*PROBLEM TO WORK ON:* Reproduce every record below, substituting "loops" for each occurrence of "rings" and leaving everything else unchanged.

*ENTRIES:*
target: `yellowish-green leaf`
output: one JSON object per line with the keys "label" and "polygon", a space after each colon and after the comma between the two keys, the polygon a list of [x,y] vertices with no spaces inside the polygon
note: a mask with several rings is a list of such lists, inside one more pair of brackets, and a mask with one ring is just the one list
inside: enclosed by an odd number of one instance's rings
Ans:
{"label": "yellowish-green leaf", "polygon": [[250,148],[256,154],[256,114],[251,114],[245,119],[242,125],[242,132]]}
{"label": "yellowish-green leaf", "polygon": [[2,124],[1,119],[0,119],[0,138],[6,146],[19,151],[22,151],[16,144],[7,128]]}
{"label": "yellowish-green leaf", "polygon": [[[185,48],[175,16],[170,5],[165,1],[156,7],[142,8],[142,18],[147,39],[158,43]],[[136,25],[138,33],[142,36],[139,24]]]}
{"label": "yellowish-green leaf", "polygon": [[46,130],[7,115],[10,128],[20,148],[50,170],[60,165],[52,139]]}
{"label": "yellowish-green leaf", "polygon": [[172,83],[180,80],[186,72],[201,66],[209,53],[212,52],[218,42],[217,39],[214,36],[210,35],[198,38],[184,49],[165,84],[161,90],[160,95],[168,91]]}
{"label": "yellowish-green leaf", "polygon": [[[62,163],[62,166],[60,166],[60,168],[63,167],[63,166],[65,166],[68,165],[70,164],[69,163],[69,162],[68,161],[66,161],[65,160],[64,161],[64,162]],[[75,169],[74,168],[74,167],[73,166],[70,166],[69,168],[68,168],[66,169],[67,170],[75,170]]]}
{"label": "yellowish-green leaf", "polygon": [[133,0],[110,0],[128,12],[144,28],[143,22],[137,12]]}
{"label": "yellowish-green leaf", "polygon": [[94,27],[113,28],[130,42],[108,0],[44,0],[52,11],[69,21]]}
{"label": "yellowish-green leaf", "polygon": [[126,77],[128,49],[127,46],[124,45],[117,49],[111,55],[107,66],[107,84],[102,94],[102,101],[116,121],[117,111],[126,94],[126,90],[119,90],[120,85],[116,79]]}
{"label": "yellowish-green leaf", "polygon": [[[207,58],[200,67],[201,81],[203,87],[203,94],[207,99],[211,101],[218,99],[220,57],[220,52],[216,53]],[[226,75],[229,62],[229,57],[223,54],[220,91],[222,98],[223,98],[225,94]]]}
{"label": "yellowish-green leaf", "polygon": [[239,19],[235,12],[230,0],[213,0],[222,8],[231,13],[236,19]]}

*SOLUTION FOR THIS EXERCISE:*
target: `yellowish-green leaf`
output: one JSON object per line with the keys "label" and "polygon", a space after each colon and after the comma between the two keys, the polygon a list of [x,y] vertices with no spaces inside the polygon
note: a mask with several loops is a list of such lists, inside one more pair of brackets, and a mask with one ring is just the one list
inside: enclosed by an odd number of one instance's loops
Ans:
{"label": "yellowish-green leaf", "polygon": [[250,148],[256,154],[256,114],[251,114],[245,119],[242,125],[242,132]]}
{"label": "yellowish-green leaf", "polygon": [[2,124],[1,119],[0,119],[0,138],[6,146],[19,151],[22,151],[16,144],[7,128]]}
{"label": "yellowish-green leaf", "polygon": [[[185,48],[175,16],[170,5],[165,1],[156,7],[142,8],[142,18],[147,39],[158,43]],[[136,25],[138,33],[142,36],[139,24]]]}
{"label": "yellowish-green leaf", "polygon": [[46,130],[7,115],[10,128],[20,148],[50,170],[60,165],[52,139]]}
{"label": "yellowish-green leaf", "polygon": [[172,83],[180,80],[186,72],[201,66],[209,53],[212,52],[218,42],[217,39],[214,36],[210,35],[198,38],[184,49],[165,84],[161,90],[160,95],[168,91]]}
{"label": "yellowish-green leaf", "polygon": [[[62,163],[62,166],[60,166],[60,168],[63,167],[63,166],[65,166],[68,165],[70,164],[69,163],[69,162],[68,161],[66,161],[65,160],[64,161],[64,162]],[[75,169],[74,168],[74,167],[73,166],[70,166],[69,168],[68,168],[66,169],[67,170],[75,170]]]}
{"label": "yellowish-green leaf", "polygon": [[133,0],[110,0],[128,12],[144,28],[143,22],[137,12]]}
{"label": "yellowish-green leaf", "polygon": [[94,27],[113,28],[130,42],[108,0],[44,0],[52,11],[69,21]]}
{"label": "yellowish-green leaf", "polygon": [[126,77],[128,49],[127,46],[124,45],[117,49],[111,55],[107,66],[107,84],[102,94],[102,101],[116,121],[117,111],[126,94],[126,90],[119,90],[120,85],[116,79]]}
{"label": "yellowish-green leaf", "polygon": [[[207,58],[200,67],[201,81],[203,87],[203,94],[207,99],[211,101],[218,99],[220,57],[220,52],[216,53]],[[226,75],[229,62],[229,57],[223,54],[220,91],[222,98],[223,98],[225,94]]]}
{"label": "yellowish-green leaf", "polygon": [[239,19],[235,12],[230,0],[213,0],[222,8],[231,13],[236,19]]}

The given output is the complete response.